* What you are asked to do:
Return all lines from the listing below in which "green" appears.

─── Excerpted data

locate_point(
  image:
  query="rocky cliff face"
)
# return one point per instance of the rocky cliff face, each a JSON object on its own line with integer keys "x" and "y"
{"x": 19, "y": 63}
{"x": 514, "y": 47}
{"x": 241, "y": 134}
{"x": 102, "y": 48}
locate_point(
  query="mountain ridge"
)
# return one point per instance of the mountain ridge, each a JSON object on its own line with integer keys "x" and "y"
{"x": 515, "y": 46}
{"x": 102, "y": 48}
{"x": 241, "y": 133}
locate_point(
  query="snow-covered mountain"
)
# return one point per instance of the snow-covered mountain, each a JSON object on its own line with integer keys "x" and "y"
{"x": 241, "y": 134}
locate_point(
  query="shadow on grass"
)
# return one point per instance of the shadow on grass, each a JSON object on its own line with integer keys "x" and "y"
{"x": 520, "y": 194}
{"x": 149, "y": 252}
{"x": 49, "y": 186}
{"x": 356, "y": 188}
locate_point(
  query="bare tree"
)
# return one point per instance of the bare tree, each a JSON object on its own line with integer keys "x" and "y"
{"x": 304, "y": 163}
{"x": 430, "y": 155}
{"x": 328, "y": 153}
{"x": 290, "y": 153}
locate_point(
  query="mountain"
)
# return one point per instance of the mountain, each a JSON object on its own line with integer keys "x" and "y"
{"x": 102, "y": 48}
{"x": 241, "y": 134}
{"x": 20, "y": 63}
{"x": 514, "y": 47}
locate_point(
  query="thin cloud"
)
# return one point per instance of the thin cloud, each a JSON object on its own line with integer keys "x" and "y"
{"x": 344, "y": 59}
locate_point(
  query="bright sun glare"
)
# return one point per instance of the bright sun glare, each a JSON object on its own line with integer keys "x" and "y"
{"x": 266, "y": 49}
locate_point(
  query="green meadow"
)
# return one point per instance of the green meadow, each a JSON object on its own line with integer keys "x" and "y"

──────
─── Excerpted data

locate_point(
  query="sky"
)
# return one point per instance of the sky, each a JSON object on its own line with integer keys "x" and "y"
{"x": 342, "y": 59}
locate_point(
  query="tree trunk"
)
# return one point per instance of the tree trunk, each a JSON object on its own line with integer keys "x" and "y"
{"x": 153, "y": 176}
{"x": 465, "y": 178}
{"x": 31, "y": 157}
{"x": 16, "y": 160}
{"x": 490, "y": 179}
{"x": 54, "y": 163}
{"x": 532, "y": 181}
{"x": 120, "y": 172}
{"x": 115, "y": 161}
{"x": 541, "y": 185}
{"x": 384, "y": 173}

──────
─── Excerpted data

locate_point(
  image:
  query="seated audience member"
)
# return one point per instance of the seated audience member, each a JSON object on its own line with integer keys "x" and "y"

──────

* Reply to the exercise:
  query="green meadow"
# return one point per instance of the green meadow, each a JSON object on its own line with integer keys "x" and "y"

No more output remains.